Brief: Edit everything from the start of the entries down to the line containing "column 1313, row 519", changing "blurred spectator" to "hazy onlooker" and leaving all else as it is.

Data excerpts:
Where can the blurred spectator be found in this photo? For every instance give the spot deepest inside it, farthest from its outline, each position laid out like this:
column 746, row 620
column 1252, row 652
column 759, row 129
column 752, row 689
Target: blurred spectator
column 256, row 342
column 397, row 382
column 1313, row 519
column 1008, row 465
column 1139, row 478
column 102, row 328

Task answer:
Where can the hazy onlooker be found in this photo? For every instance give the spot deepest inside it, farthest from its outline, each position laid out like this:
column 746, row 620
column 1252, row 652
column 759, row 129
column 752, row 689
Target: hazy onlooker
column 256, row 342
column 397, row 382
column 1313, row 519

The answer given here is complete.